WORK REQUEST → The expected response is the full set of records, unchanged.
%%
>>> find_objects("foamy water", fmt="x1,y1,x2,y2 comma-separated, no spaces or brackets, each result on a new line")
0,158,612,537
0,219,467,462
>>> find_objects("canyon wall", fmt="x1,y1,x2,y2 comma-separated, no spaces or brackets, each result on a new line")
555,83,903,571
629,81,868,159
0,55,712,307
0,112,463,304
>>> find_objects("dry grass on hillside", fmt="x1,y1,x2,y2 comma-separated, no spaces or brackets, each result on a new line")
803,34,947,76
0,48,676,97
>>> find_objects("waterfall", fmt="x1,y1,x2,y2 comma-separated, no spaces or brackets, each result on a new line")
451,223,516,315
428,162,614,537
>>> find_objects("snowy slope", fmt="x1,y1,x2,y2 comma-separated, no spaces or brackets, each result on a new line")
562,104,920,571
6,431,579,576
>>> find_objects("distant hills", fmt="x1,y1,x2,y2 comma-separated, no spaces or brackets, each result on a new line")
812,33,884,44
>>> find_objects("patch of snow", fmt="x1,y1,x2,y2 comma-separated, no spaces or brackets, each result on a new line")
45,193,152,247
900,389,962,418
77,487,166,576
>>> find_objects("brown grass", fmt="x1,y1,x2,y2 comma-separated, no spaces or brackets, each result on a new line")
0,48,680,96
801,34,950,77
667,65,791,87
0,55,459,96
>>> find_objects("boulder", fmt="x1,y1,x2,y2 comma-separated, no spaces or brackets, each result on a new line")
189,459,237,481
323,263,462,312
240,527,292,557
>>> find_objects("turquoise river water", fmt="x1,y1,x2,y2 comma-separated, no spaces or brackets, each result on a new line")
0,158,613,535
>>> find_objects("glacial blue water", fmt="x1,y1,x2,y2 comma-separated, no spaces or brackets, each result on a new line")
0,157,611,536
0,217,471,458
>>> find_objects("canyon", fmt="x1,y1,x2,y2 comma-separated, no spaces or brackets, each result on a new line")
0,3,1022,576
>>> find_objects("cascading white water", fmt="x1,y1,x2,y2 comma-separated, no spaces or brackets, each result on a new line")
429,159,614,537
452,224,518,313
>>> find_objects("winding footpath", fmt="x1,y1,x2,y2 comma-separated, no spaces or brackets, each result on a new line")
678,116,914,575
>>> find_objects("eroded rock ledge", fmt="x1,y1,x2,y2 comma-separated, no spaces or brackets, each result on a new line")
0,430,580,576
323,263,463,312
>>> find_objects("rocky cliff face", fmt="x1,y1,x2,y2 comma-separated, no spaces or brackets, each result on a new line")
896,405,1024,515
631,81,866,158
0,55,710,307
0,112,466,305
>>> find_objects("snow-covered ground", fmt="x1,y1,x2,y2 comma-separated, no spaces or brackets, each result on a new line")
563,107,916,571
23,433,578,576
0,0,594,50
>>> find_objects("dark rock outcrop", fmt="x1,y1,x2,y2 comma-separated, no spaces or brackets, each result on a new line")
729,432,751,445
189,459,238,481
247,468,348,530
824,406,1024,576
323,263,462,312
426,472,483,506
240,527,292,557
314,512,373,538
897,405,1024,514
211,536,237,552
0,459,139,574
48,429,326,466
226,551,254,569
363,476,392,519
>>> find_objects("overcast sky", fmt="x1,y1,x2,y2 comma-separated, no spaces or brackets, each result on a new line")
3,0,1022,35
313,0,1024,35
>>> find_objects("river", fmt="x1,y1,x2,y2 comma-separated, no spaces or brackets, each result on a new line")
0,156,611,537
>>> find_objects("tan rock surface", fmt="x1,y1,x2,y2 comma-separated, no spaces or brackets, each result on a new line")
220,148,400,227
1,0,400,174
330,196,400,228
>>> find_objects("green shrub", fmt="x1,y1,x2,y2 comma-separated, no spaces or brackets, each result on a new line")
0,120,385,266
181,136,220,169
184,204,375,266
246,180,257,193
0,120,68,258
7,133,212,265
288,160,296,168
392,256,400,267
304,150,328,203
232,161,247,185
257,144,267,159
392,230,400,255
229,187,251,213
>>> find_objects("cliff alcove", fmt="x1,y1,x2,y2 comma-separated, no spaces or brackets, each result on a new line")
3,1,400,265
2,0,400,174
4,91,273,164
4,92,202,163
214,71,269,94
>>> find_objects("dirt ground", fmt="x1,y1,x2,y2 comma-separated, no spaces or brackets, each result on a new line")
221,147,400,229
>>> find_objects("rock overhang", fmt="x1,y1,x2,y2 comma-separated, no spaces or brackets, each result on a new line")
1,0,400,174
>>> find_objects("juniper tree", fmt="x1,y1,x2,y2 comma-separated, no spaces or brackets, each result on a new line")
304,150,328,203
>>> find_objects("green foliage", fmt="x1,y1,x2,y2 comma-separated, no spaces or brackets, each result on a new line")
%%
TASK OUTPUT →
>>> find_objects("foamy water", fmt="x1,y1,x2,y2 comma-separated, no spaces or brackets, each result on a new line")
0,158,612,537
0,219,467,462
>>> find_objects("canyon wall", fmt="x1,y1,x2,y2 comma-separated, no spaces or brackets, each result on a new line")
555,83,903,571
629,81,868,159
0,55,712,307
0,112,463,304
>>> find_objects("dry grass on hillside", fmt="x1,y1,x2,y2 comma-separated, no spaces or brackets, each result on a new line")
803,34,947,76
0,48,676,97
>>> find_objects("waterfall", fmt="x1,y1,x2,y2 comma-separated, no spaces or brackets, each result on a new line")
451,223,516,315
428,162,614,537
>>> find_objects("snowy slope", fmt="x1,y1,x2,y2 comma-separated, no spaces or brackets, each result on a new line")
562,104,920,571
6,431,579,576
>>> find_objects("distant hills", fmt="x1,y1,x2,y2 comma-separated, no spaces or brackets, each result on a new line")
812,33,884,44
>>> find_objects("patch of snow", fmt="x1,y1,x2,y2 comma-separated, no spaces or brackets, each result on a new line")
45,193,152,247
900,389,962,418
77,487,166,576
>>> find_objects("brown grass", fmt="x1,y1,x2,y2 comma-separated, no spaces or brackets, each result on a new line")
0,48,680,96
801,34,950,77
667,65,791,87
0,55,459,96
>>> find_objects("boulder", fmt="x1,y1,x2,y2 comma-separated, no spaces or brackets, each result on a new line")
189,459,237,481
323,263,462,312
240,527,292,557
>>> find_objects("turquoise river water", fmt="x1,y1,x2,y2 comma-separated, no spaces or brackets, each result on a new line")
0,158,613,535
>>> find_objects("glacial blue water", fmt="x1,y1,x2,y2 comma-separated, no spaces or brackets, each result on a new line")
0,157,611,536
0,217,471,458
>>> find_objects("canyon", fmt="x1,y1,x2,y2 comma-separated, no spaces or brackets, each result on a new line")
0,3,1022,576
>>> find_objects("cascading white water", fmt="x1,y1,x2,y2 comma-separated, no spaces or brackets, each result on a new line")
429,159,614,537
452,224,518,313
>>> find_objects("winding footpath", fmt="x1,y1,x2,y2 comma-separated, no spaces or brackets, each result on a new line")
678,116,914,575
>>> find_objects("eroded rock ledge", fmt="x1,y1,x2,y2 comma-separated, no spaces or brackets, each result on a new line")
0,430,580,576
323,263,463,312
>>> find_objects("rocky cliff face", fmt="x1,y1,x2,y2 comma-separated, no spaces or brackets, each result on a new line")
896,405,1024,515
631,81,866,158
0,55,710,307
0,112,466,305
>>> find_objects("snow-covered ground", fmt="x1,y1,x2,y2 comma-separated, no spaces or brackets, each result on a new line")
563,107,916,571
23,433,578,576
0,0,594,50
>>> find_objects("dark rock outcrop", fmt="x1,y1,x2,y2 comma-separated, no spaces or brackets, each result on a new line")
729,432,751,445
189,459,238,481
247,468,348,530
824,406,1024,576
323,263,462,312
426,472,483,506
240,527,292,557
314,512,373,538
897,405,1024,514
211,536,237,552
0,459,139,574
48,429,326,466
226,551,254,569
363,476,392,519
>>> find_objects("overcast sky", fmt="x1,y1,x2,y2 comma-separated, no spaces or brackets, each result on a new line")
3,0,1022,35
313,0,1024,35
>>> find_objects("river", fmt="x1,y1,x2,y2 comma-separated, no spaces or brackets, each result on a new line")
0,156,611,537
>>> find_objects("tan rock surface", fmt="x1,y1,x2,y2 comma-separated, no spaces or brackets, each result on a new line")
220,148,400,227
1,0,400,174
330,196,400,228
>>> find_objects("green shrub", fmt="x1,y1,x2,y2 comma-separated, no spaces or brackets, each result on a new line")
0,120,385,266
181,136,220,169
184,204,375,266
246,180,257,193
0,120,68,258
7,133,212,265
288,160,296,168
392,256,400,267
304,150,328,203
232,161,247,185
257,144,267,159
392,230,400,255
229,187,251,213
>>> find_objects("cliff alcove", fmt="x1,y1,x2,y2 comma-separated, no spaces or brackets, each result on a new line")
3,1,400,265
2,0,400,174
4,91,273,164
4,92,202,163
214,71,269,94
>>> find_objects("dirt ground", fmt="x1,y1,x2,y2 comma-separated, no spaces or brackets, each result on a new line")
221,147,400,229
>>> find_objects("rock overhang", fmt="x1,y1,x2,y2 comma-separated, no spaces or brackets, each result on a new line")
1,0,400,174
>>> find_objects("juniper tree", fmt="x1,y1,x2,y2 comma-separated, no spaces or brackets, each result on a new line")
304,150,328,203
>>> find_objects("green foliage", fmt="x1,y1,x2,y2 comma-separated, no spaces or brackets, each result on a new line")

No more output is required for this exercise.